EXERCISE AIM: According to the article on Paris art shows in October 2023, how many galleries from how many countries does this year's Paris+ by Art Basel feature?

• Shows
  • Oct 20, 2023

Shows to See in Paris, October 2023

In recent years, Paris has become a major art-fair destination for collectors around Europe and beyond, particularly during the third week of October. The arrival of Paris+ by Art Basel in 2022 to the Grand Palais Éphémère on the Champ-de-Mars, replacing the long-running FIAC, has given the city a renewed sense of competition with the previous week’s Frieze London. This year’s sophomore edition of Paris+ features 154 galleries from 33 countries, with many galleries and collectors doing a back-to-back, cross-channel circuit. Meanwhile, the Asia Now fair (October 20–22) at the Monnaie de Paris on the Seine, is in its ninth year and features 65 galleries, representing more than 200 artists from 26 countries and territories. This year’s guest curator is the Eurasian collective Slavs & Tatars, featuring 14 artists from Central Asia. The Paris Internationale (October 18–22) takes place in the newly restored building at 17 Rue du Faubourg Poissonnière in the ninth arrondissement, featuring 65 galleries from 25 countries. Along with these bustling venues, here are a few exhibitions to check out citywide.

GIVEN DATA:
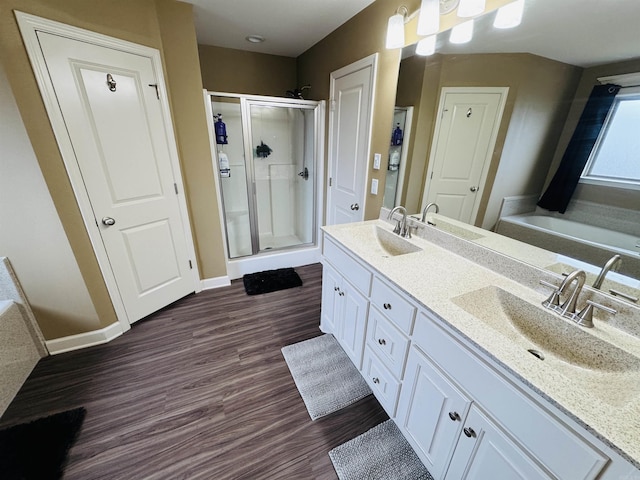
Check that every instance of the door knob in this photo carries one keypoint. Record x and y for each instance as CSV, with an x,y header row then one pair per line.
x,y
469,432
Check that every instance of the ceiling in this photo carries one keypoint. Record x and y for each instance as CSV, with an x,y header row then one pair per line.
x,y
579,32
290,27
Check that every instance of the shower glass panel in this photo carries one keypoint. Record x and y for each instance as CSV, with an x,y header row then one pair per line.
x,y
282,146
267,170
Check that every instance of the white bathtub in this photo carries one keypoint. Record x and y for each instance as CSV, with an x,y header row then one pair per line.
x,y
585,242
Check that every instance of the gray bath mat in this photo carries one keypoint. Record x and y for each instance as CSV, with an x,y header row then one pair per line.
x,y
325,377
381,453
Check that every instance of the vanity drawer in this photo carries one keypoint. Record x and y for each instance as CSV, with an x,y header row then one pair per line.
x,y
553,443
384,385
348,267
394,305
389,343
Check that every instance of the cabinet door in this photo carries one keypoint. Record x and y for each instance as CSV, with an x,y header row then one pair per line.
x,y
331,282
430,412
353,322
483,451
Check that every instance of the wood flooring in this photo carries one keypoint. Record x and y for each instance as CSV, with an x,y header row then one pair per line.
x,y
198,390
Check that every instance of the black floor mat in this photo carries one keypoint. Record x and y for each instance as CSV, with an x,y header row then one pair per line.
x,y
38,450
271,281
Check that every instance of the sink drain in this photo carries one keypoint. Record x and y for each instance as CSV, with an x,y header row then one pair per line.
x,y
539,355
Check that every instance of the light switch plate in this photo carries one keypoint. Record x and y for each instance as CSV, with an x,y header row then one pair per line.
x,y
377,158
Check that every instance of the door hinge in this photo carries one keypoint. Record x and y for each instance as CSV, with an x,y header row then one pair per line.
x,y
155,85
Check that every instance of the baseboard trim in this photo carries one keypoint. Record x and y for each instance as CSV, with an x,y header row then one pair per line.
x,y
84,340
217,282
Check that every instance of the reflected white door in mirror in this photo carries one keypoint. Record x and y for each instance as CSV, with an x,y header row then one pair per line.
x,y
467,125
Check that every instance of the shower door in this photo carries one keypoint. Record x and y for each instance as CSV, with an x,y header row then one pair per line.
x,y
268,179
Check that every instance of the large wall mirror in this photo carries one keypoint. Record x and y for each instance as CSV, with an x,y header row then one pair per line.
x,y
529,85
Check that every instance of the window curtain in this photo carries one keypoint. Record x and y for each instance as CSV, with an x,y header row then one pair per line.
x,y
564,182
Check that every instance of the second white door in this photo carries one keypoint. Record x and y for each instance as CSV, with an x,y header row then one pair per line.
x,y
112,114
464,139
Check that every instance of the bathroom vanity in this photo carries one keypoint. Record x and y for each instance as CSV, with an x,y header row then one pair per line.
x,y
453,351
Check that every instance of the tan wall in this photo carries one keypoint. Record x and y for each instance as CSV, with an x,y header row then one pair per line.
x,y
32,235
237,71
360,37
141,22
616,197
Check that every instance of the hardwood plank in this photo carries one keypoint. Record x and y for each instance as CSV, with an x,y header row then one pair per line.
x,y
198,390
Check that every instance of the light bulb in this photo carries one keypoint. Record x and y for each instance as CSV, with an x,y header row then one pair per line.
x,y
510,15
462,33
395,31
429,17
426,46
470,8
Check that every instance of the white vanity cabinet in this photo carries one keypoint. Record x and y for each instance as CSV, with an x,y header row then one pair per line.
x,y
485,451
344,306
431,412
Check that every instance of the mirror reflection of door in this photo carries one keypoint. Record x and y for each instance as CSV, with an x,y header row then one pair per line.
x,y
467,126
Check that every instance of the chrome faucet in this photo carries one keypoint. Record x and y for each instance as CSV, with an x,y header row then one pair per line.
x,y
568,308
616,259
424,212
401,225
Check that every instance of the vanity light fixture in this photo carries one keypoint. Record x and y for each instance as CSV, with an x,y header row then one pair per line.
x,y
510,15
462,33
470,8
426,46
429,17
395,28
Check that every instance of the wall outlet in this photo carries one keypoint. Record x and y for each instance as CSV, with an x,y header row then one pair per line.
x,y
377,158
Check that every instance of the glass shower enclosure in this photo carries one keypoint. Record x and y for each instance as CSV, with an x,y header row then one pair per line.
x,y
265,155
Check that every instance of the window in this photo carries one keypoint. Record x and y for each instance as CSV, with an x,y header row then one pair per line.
x,y
615,159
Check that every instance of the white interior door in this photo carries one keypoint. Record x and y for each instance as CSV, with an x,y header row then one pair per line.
x,y
465,136
111,109
349,133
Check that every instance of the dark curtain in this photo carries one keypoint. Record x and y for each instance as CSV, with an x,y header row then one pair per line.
x,y
565,181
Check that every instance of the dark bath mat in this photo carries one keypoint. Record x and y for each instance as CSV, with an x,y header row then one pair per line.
x,y
38,450
271,281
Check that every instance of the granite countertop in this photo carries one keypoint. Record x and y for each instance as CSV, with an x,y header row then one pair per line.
x,y
604,397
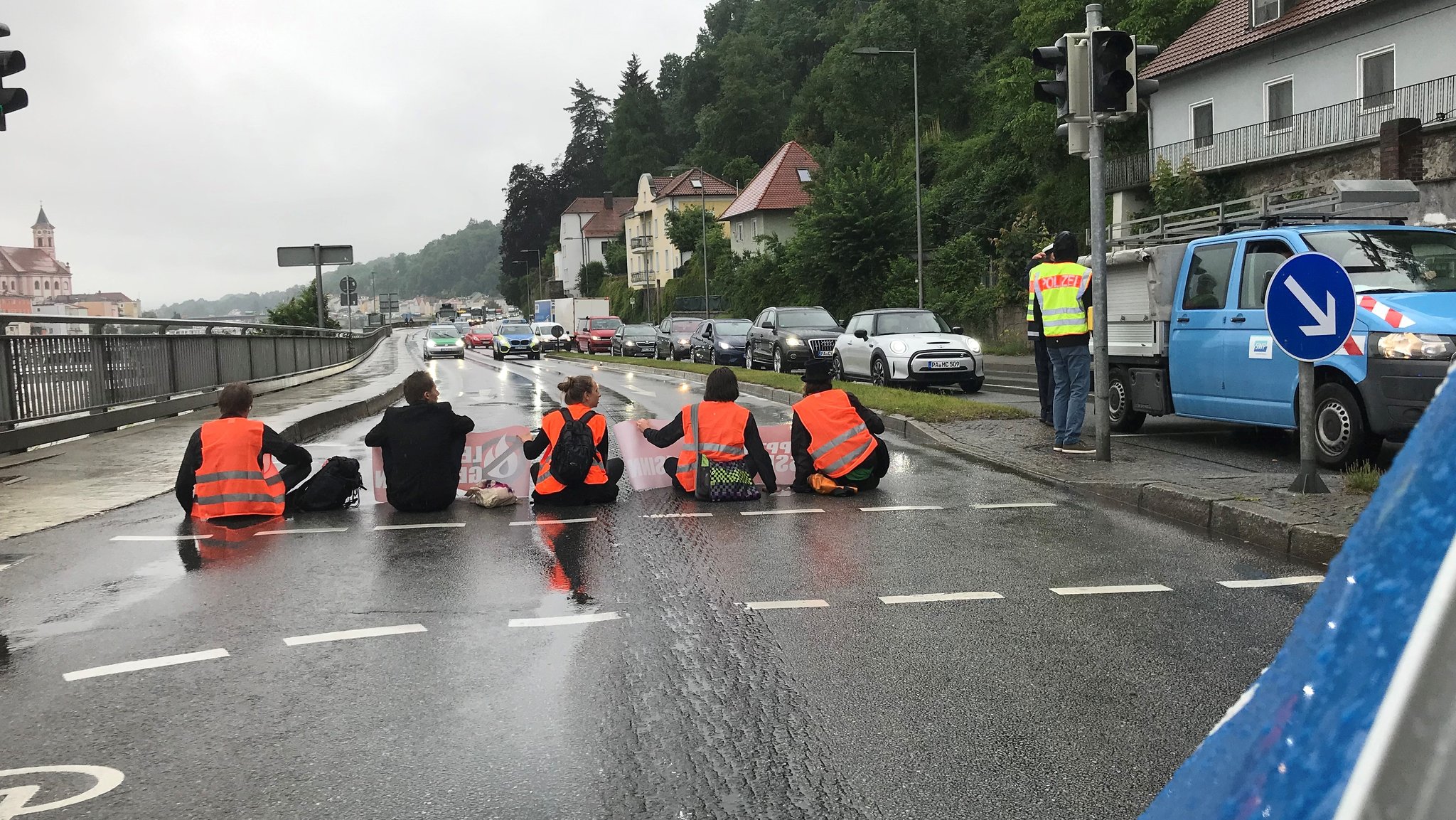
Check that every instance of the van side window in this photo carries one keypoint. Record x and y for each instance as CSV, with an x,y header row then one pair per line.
x,y
1209,275
1260,261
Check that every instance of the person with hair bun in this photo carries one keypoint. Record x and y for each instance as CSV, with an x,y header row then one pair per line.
x,y
557,484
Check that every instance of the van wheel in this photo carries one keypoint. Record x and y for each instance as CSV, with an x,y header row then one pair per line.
x,y
1340,432
1120,403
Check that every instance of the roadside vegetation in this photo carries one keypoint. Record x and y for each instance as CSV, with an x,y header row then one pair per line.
x,y
921,405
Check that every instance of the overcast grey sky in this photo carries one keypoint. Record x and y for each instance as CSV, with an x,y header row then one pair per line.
x,y
176,143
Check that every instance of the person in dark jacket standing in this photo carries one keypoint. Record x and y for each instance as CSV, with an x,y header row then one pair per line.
x,y
1039,341
422,443
835,439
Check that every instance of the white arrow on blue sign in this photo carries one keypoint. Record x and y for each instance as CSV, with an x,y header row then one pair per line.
x,y
1311,307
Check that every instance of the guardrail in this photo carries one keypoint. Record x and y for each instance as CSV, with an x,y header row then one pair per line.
x,y
1334,126
58,386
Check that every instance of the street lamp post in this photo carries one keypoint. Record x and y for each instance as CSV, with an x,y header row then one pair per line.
x,y
702,193
915,82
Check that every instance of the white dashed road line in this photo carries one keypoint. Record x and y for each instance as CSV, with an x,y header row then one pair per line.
x,y
939,596
1110,590
353,634
1290,582
564,619
539,522
149,663
810,603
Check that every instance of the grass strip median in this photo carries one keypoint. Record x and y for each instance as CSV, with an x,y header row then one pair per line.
x,y
921,405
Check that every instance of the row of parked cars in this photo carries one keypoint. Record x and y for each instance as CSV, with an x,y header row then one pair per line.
x,y
893,346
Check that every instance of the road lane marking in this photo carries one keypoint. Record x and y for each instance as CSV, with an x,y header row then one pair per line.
x,y
539,522
149,663
1110,590
353,634
564,619
929,597
1289,582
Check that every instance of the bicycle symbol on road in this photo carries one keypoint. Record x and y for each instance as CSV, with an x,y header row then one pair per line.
x,y
16,800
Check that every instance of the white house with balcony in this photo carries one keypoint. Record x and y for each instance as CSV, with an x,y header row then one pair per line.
x,y
1289,92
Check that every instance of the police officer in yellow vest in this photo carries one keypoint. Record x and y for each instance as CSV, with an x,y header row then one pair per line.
x,y
1059,289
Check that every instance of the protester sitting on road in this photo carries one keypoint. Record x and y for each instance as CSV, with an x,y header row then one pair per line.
x,y
422,443
229,464
574,468
835,439
719,429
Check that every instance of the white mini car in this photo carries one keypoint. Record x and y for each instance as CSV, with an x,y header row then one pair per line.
x,y
903,346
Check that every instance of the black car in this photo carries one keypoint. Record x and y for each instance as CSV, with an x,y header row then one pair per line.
x,y
672,337
633,340
788,339
719,341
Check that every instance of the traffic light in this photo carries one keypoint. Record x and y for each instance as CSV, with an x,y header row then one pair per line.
x,y
11,63
1115,87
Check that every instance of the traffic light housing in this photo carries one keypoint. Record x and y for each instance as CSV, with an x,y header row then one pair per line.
x,y
11,63
1115,87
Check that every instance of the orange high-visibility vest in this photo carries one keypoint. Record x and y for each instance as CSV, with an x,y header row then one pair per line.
x,y
230,482
715,430
551,424
839,440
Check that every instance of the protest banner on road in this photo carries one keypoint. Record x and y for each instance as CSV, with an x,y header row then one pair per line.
x,y
644,462
496,454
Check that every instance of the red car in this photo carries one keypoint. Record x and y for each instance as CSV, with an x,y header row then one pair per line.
x,y
594,332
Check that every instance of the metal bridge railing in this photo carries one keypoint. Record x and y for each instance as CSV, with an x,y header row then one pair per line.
x,y
1334,126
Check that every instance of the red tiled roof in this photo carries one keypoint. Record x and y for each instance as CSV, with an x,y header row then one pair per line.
x,y
776,187
37,261
682,186
1228,28
608,225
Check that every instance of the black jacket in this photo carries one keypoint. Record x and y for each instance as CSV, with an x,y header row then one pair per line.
x,y
422,446
800,442
274,446
759,461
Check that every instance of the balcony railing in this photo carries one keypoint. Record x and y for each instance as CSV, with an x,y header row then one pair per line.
x,y
1329,127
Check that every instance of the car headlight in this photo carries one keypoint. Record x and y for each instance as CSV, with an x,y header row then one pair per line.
x,y
1413,346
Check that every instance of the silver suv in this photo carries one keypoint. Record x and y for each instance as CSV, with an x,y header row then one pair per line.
x,y
909,347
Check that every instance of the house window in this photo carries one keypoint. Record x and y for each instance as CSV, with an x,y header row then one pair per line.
x,y
1378,79
1201,127
1279,105
1268,11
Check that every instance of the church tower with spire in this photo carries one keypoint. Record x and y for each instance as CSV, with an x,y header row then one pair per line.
x,y
44,233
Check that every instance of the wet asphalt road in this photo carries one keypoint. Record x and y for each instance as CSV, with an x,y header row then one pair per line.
x,y
679,703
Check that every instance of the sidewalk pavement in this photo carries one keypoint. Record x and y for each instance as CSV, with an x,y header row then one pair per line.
x,y
63,482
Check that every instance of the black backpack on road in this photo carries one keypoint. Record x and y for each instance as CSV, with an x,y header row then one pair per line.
x,y
575,449
336,487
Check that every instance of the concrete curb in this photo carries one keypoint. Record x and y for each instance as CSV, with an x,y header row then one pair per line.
x,y
1224,514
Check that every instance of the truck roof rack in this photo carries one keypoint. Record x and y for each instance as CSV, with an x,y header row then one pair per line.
x,y
1307,204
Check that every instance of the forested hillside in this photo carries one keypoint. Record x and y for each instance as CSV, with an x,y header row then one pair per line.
x,y
995,176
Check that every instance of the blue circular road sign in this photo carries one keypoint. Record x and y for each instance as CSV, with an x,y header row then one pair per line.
x,y
1311,307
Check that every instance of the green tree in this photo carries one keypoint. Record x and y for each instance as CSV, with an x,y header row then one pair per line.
x,y
301,311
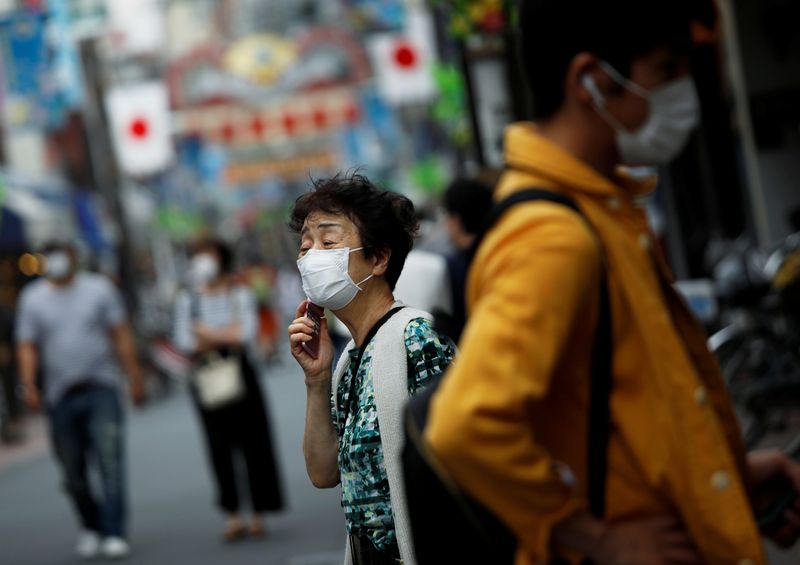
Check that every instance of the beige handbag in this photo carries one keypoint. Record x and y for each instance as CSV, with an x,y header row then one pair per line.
x,y
219,381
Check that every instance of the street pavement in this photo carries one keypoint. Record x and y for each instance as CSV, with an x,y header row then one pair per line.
x,y
174,520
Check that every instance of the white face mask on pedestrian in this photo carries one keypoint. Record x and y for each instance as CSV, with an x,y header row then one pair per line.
x,y
203,269
59,265
674,112
326,279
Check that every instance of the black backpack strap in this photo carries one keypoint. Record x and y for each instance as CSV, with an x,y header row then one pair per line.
x,y
601,385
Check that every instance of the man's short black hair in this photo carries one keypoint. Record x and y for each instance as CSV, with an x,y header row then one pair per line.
x,y
470,200
552,32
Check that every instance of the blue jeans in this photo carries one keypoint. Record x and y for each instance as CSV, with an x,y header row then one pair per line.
x,y
87,426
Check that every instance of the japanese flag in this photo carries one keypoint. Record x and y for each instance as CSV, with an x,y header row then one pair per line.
x,y
140,124
403,62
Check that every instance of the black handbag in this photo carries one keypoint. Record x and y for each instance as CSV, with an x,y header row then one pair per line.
x,y
447,524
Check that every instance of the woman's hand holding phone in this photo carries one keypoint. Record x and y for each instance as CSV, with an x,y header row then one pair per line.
x,y
310,341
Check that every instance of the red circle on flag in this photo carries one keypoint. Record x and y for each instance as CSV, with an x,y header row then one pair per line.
x,y
405,55
139,128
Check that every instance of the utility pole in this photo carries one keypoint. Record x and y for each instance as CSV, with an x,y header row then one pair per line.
x,y
104,165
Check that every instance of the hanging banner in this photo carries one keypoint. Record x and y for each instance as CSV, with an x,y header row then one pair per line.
x,y
404,62
140,127
24,53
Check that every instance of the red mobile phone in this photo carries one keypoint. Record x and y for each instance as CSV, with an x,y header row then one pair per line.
x,y
315,313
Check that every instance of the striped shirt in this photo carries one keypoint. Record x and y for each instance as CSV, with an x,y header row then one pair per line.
x,y
216,310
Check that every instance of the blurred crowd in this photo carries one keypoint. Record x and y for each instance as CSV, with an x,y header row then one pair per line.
x,y
544,297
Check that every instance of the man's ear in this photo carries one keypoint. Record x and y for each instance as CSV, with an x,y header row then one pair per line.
x,y
585,82
381,261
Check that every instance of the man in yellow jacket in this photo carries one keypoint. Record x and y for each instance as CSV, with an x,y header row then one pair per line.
x,y
611,86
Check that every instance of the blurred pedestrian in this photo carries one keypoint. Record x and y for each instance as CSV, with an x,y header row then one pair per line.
x,y
468,203
510,422
73,325
216,323
354,239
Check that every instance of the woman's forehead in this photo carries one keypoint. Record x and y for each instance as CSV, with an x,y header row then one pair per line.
x,y
320,220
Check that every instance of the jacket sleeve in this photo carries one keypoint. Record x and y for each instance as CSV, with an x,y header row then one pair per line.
x,y
534,278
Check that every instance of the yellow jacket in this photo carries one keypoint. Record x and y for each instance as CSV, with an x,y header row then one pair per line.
x,y
509,421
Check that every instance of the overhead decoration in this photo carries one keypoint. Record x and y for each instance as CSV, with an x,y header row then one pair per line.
x,y
140,127
403,62
377,15
450,109
304,115
469,17
261,58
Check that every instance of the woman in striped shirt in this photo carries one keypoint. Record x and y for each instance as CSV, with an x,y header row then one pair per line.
x,y
215,322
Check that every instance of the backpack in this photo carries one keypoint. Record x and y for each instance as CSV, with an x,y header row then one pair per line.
x,y
448,525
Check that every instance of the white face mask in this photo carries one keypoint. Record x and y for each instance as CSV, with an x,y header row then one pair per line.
x,y
326,280
203,269
674,113
59,265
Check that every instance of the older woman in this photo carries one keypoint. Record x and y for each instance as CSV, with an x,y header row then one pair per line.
x,y
354,239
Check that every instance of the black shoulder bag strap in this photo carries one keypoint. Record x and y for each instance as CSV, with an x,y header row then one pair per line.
x,y
599,409
370,335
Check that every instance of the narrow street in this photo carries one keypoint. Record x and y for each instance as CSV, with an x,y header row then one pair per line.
x,y
174,521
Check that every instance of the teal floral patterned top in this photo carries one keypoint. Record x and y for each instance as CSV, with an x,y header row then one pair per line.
x,y
365,486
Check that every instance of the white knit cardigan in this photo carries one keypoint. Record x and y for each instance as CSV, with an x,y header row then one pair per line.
x,y
390,379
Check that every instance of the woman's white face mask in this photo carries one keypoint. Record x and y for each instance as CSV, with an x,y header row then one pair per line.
x,y
674,113
326,280
203,269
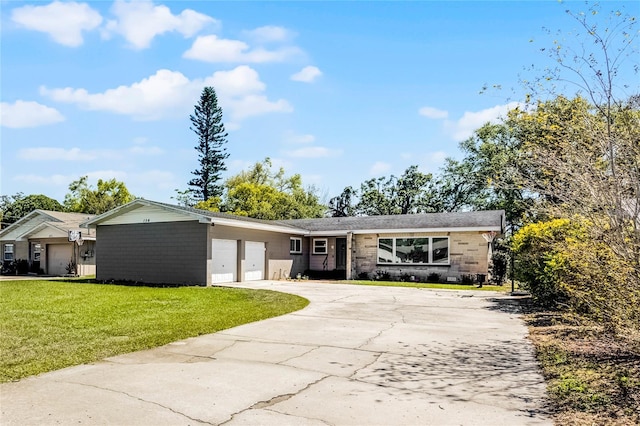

WRITTEN RESPONSE: 154 galleries from 33 countries.